**Source excerpt**
The assembly of an exemplary water heater according to one embodiment of the invention is illustrated in FIG. 1A through FIG. 1C. FIG. 1A shows an exploded perspective view of an exemplary pre-assembled water heater, including a tank, a foam dam, a thermostat, and a thermostat bracket according to one embodiment of the invention. As shown in FIG. 1A, a heating element 102 extends within water heater tank 100. FIG. 1A also shows a thermostat 104, a thermostat bracket 106 and a foam dam 108 to be assembled.

A thermostat may include one or more electrical components for operating the water heater. It may be desirable to limit user access to the electrical components, the heating element or other components which may cause harm to the user if the user contacts any of these components.

FIG. 1B shows the next step of assembling the exemplary water heater according to one embodiment of the invention. As shown in FIG. 1B, heating element 102, thermostat 104 and thermostat bracket 106 are assembled together and coupled to water heater tank 100. Water heater tank 100 is coupled to water heater jacket base 110. FIG. 1B also shows a water heater jacket 112, which includes a jacket aperture 114, and is shown surrounding a portion of water heater tank 100. FIG. 1B also shows foam dam 108 and a control access cover 116 to be assembled. The precise location of heating element 102, thermostat 104, thermostat bracket 106 and jacket aperture 114 shown in FIG. 1B is merely illustrative and is not limiting.

Dataset entries:
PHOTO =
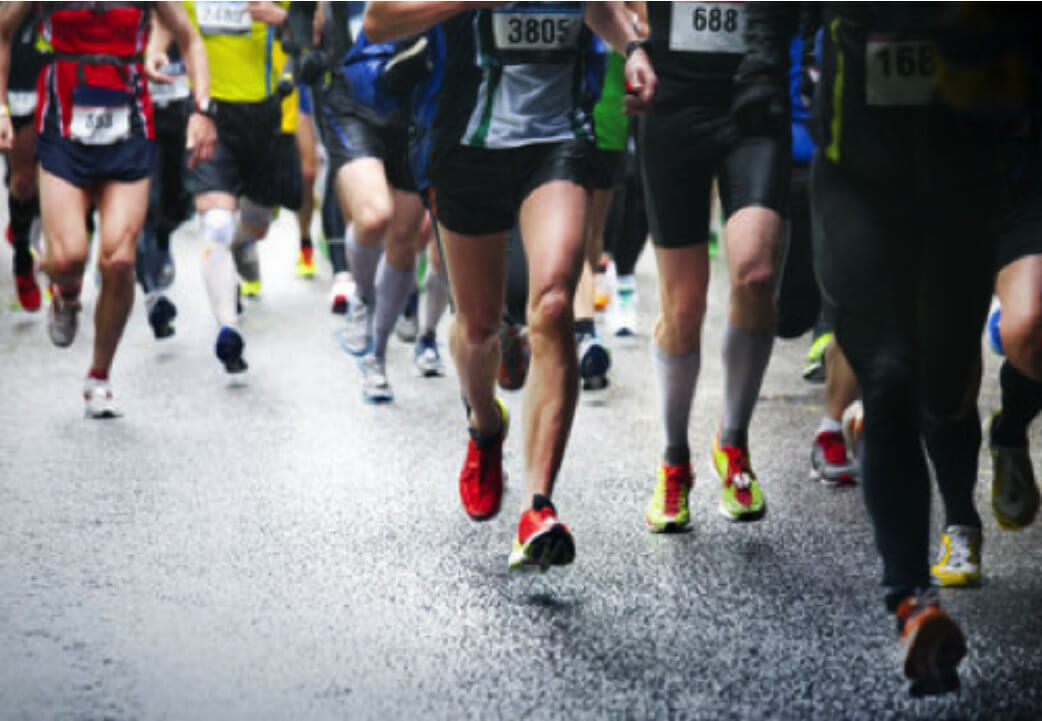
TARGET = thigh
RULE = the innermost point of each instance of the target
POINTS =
(121, 209)
(676, 180)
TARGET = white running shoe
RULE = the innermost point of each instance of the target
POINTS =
(622, 312)
(63, 319)
(98, 395)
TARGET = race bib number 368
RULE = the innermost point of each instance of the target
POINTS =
(223, 18)
(898, 72)
(708, 27)
(536, 30)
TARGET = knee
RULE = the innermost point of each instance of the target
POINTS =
(372, 219)
(1022, 340)
(550, 312)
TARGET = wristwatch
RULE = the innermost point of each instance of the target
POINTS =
(205, 106)
(634, 45)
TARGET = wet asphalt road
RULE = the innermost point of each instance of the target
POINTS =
(281, 550)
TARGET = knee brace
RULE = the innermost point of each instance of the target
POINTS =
(219, 226)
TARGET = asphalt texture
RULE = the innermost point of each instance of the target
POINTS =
(278, 549)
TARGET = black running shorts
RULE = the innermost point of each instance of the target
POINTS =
(684, 149)
(478, 191)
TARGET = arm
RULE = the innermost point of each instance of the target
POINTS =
(386, 21)
(612, 21)
(11, 15)
(201, 131)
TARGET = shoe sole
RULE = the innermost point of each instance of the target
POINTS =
(933, 657)
(551, 547)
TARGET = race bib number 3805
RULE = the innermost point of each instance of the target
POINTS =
(708, 27)
(223, 18)
(898, 72)
(514, 30)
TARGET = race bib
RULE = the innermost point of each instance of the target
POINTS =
(898, 72)
(717, 27)
(166, 93)
(520, 30)
(22, 102)
(224, 18)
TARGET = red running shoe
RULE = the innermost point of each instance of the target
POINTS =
(481, 477)
(542, 540)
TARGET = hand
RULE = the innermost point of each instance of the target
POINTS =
(641, 83)
(6, 133)
(201, 139)
(153, 64)
(267, 13)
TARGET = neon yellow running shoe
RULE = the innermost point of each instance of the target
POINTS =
(741, 498)
(959, 561)
(668, 510)
(250, 289)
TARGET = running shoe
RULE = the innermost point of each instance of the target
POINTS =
(814, 364)
(741, 497)
(481, 477)
(29, 296)
(160, 314)
(932, 645)
(515, 355)
(668, 510)
(229, 350)
(1014, 492)
(853, 424)
(829, 462)
(98, 396)
(375, 388)
(542, 540)
(595, 361)
(343, 289)
(426, 358)
(622, 313)
(357, 337)
(63, 319)
(407, 325)
(959, 560)
(305, 263)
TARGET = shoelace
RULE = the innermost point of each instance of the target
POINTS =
(834, 448)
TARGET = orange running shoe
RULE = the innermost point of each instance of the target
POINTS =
(481, 477)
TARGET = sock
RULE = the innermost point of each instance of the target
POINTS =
(828, 425)
(436, 299)
(745, 358)
(338, 254)
(218, 266)
(393, 289)
(1021, 402)
(677, 377)
(953, 447)
(364, 260)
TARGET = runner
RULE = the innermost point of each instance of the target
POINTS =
(498, 152)
(689, 139)
(94, 120)
(244, 173)
(908, 192)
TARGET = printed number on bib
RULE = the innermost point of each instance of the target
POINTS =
(99, 116)
(536, 30)
(22, 102)
(224, 18)
(898, 72)
(708, 27)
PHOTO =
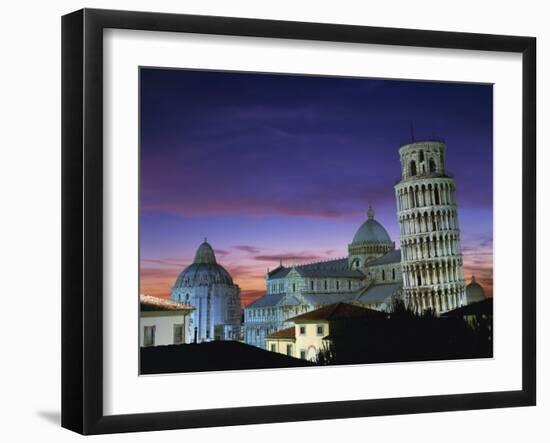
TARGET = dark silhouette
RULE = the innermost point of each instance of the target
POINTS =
(405, 335)
(212, 356)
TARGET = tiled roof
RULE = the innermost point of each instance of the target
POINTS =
(279, 272)
(379, 293)
(329, 268)
(150, 303)
(337, 311)
(284, 333)
(325, 299)
(394, 256)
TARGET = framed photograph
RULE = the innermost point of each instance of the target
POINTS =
(269, 221)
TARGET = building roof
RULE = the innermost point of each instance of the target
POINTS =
(150, 303)
(326, 299)
(328, 268)
(337, 311)
(279, 272)
(371, 231)
(284, 333)
(484, 307)
(378, 293)
(394, 256)
(270, 300)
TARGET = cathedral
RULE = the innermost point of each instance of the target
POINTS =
(425, 273)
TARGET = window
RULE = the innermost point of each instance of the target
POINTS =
(149, 336)
(178, 334)
(413, 168)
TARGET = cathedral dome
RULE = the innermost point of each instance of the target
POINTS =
(474, 291)
(204, 270)
(371, 231)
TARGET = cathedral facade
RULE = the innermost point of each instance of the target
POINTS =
(426, 273)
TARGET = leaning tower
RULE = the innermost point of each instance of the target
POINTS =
(431, 258)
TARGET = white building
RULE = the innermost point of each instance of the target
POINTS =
(210, 290)
(427, 273)
(163, 322)
(370, 276)
(433, 274)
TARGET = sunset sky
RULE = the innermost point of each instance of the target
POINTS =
(281, 166)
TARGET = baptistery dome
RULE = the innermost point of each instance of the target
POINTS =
(204, 270)
(209, 289)
(474, 291)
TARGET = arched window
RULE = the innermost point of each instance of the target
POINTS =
(413, 167)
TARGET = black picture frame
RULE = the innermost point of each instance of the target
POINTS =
(82, 218)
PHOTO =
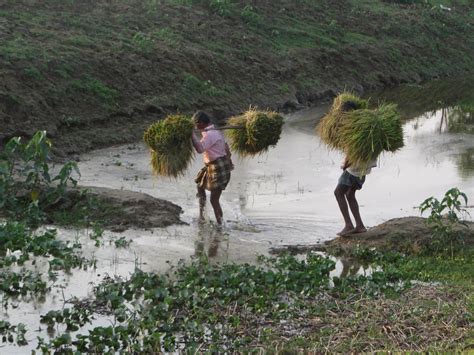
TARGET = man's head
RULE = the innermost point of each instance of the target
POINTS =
(201, 120)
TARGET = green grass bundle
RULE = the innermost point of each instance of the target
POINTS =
(370, 132)
(170, 144)
(328, 127)
(261, 130)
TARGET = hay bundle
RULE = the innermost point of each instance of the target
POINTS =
(261, 130)
(360, 132)
(370, 132)
(329, 125)
(170, 144)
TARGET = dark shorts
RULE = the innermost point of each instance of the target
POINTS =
(350, 180)
(215, 175)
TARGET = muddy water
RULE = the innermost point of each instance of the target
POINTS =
(282, 197)
(286, 195)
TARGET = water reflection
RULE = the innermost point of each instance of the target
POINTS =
(210, 240)
(415, 100)
(465, 163)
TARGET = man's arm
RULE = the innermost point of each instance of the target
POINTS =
(197, 143)
(229, 155)
(345, 164)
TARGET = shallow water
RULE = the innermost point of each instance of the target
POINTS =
(282, 197)
(285, 196)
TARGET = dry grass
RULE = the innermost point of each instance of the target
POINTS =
(426, 317)
(170, 145)
(368, 133)
(262, 129)
(329, 126)
(362, 133)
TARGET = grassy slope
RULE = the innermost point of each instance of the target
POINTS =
(95, 73)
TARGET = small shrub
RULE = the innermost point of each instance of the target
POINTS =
(444, 218)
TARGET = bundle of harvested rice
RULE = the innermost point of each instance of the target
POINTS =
(367, 133)
(328, 127)
(261, 130)
(170, 143)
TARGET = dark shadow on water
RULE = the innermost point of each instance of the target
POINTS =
(211, 241)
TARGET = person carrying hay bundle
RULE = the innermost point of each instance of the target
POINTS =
(259, 130)
(215, 175)
(362, 134)
(170, 145)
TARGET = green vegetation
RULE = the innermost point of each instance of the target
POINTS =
(170, 145)
(227, 55)
(199, 306)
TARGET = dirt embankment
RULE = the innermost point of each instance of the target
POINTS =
(119, 210)
(406, 234)
(96, 73)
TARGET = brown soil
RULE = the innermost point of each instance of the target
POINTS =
(407, 234)
(96, 73)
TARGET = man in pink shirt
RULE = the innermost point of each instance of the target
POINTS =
(216, 174)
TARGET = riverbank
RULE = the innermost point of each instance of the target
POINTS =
(94, 74)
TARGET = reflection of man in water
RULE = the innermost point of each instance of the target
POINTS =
(214, 237)
(216, 174)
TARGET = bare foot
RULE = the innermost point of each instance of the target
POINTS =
(346, 231)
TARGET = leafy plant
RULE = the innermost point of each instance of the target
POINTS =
(444, 217)
(74, 318)
(13, 333)
(27, 188)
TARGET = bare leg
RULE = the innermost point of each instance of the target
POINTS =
(354, 206)
(340, 193)
(201, 195)
(215, 196)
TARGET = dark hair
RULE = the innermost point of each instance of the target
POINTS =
(201, 117)
(349, 106)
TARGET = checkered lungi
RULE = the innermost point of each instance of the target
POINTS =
(215, 175)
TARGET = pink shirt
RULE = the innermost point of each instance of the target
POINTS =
(212, 144)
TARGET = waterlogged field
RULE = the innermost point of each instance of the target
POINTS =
(200, 288)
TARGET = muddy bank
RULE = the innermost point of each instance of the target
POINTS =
(123, 209)
(407, 234)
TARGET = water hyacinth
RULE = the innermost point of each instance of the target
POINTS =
(328, 127)
(170, 145)
(261, 130)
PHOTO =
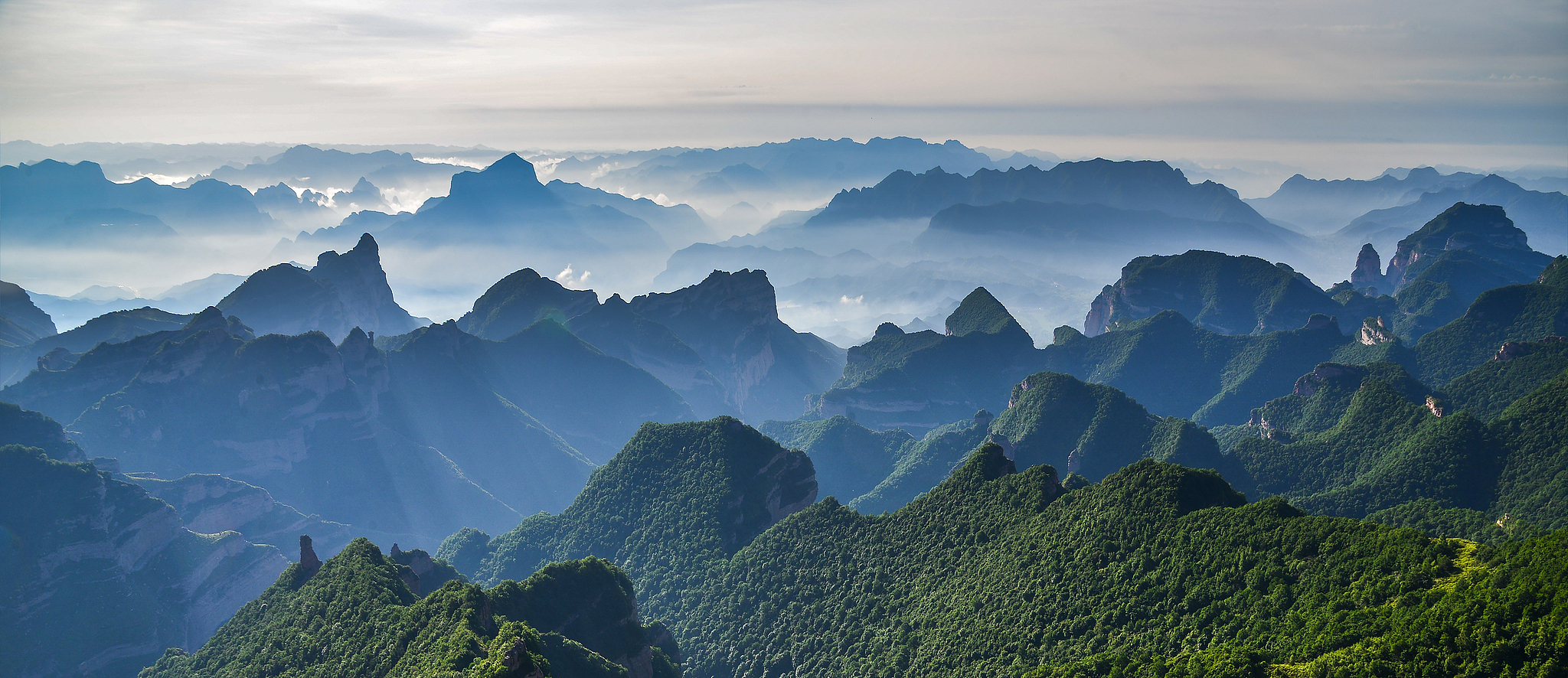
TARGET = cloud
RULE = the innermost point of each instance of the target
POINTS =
(574, 281)
(599, 74)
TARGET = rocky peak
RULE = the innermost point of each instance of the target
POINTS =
(521, 299)
(18, 308)
(733, 299)
(982, 314)
(342, 292)
(508, 181)
(1376, 331)
(1369, 272)
(1308, 384)
(1321, 321)
(309, 564)
(1481, 229)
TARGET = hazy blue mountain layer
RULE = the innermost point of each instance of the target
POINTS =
(361, 614)
(79, 539)
(342, 292)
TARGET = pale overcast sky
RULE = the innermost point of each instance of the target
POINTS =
(1376, 83)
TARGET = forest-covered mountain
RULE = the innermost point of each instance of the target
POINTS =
(342, 292)
(1230, 470)
(1011, 570)
(77, 536)
(368, 619)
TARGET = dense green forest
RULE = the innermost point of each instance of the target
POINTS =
(1147, 498)
(354, 616)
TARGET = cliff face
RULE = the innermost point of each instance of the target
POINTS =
(731, 321)
(926, 380)
(93, 547)
(618, 331)
(1222, 293)
(21, 321)
(342, 292)
(1369, 272)
(1482, 229)
(211, 503)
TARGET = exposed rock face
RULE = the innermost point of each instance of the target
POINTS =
(1482, 229)
(731, 321)
(21, 321)
(342, 292)
(618, 331)
(308, 558)
(1101, 311)
(521, 299)
(110, 540)
(778, 487)
(1376, 331)
(1512, 350)
(292, 414)
(1369, 272)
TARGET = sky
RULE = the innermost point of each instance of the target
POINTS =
(1346, 88)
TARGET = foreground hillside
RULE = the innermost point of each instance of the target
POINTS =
(360, 614)
(1155, 570)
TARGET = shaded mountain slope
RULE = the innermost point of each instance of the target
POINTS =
(521, 299)
(52, 200)
(848, 458)
(1167, 363)
(1123, 185)
(1001, 572)
(505, 204)
(71, 387)
(24, 321)
(1217, 292)
(294, 416)
(360, 614)
(1063, 233)
(1322, 206)
(731, 321)
(1542, 215)
(724, 483)
(926, 380)
(80, 543)
(618, 331)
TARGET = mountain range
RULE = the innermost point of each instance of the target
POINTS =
(1230, 470)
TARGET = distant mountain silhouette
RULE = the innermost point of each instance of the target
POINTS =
(1125, 185)
(795, 168)
(505, 204)
(519, 301)
(342, 292)
(57, 202)
(1217, 292)
(1544, 217)
(618, 331)
(330, 168)
(1065, 235)
(21, 321)
(676, 224)
(64, 348)
(1442, 268)
(731, 321)
(1319, 206)
(305, 212)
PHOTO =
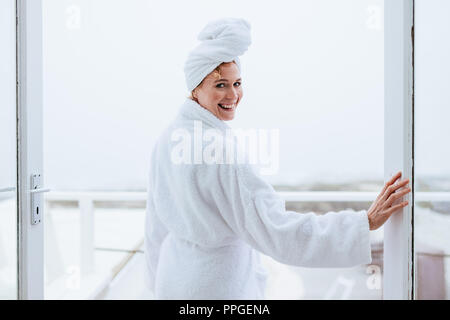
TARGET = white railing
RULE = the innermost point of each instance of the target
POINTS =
(86, 205)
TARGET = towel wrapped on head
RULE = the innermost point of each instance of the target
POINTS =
(222, 40)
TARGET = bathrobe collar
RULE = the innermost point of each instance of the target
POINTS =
(193, 111)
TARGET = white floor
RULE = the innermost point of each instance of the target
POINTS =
(122, 230)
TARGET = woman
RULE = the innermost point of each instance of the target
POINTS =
(207, 222)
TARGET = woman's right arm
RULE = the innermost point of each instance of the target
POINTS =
(257, 214)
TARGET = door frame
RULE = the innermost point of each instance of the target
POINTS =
(398, 277)
(29, 103)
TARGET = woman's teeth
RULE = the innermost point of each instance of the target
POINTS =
(227, 106)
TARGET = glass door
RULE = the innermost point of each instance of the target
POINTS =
(432, 170)
(8, 163)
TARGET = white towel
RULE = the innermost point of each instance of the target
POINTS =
(222, 40)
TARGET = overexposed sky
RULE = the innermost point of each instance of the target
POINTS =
(113, 79)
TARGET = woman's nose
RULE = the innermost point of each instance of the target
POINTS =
(233, 93)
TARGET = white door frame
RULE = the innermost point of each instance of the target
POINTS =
(398, 278)
(29, 140)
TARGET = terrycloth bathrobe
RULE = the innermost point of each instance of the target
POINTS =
(206, 224)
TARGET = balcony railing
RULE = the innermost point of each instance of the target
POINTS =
(86, 206)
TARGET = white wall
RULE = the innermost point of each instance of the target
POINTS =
(7, 94)
(432, 88)
(114, 78)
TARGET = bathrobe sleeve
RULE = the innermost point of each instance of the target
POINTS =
(257, 214)
(155, 233)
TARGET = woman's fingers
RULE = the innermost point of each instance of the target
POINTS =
(396, 195)
(392, 188)
(389, 183)
(392, 209)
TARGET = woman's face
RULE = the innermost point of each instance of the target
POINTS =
(221, 96)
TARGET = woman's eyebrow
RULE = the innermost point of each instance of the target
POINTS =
(226, 80)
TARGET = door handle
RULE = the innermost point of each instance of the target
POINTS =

**The tasks**
- a) Do these statements agree with the water heater excerpt? (i) In FIG. 1A, the heating element extends within the water heater tank. (ii) In FIG. 1B, the water heater jacket surrounds the whole tank. (iii) The locations of the parts shown in FIG. 1B are meant to be exact and limiting. Answer yes or no for each, and quote the deciding words.
- b) Repeat the part of the water heater excerpt that begins at the words "The assembly of" and stops after "of these components.".

**The solutions**
- a)
(i) Yes: "a heating element 102 extends within water heater tank 100"
(ii) No: "is shown surrounding a portion of water heater tank 100"
(iii) No: "is merely illustrative and is not limiting"

- b)
The assembly of an exemplary water heater according to one embodiment of the invention is illustrated in FIG. 1A through FIG. 1C. FIG. 1A shows an exploded perspective view of an exemplary pre-assembled water heater, including a tank, a foam dam, a thermostat, and a thermostat bracket according to one embodiment of the invention. As shown in FIG. 1A, a heating element 102 extends within water heater tank 100. FIG. 1A also shows a thermostat 104, a thermostat bracket 106 and a foam dam 108 to be assembled.

A thermostat may include one or more electrical components for operating the water heater. It may be desirable to limit user access to the electrical components, the heating element or other components which may cause harm to the user if the user contacts any of these components.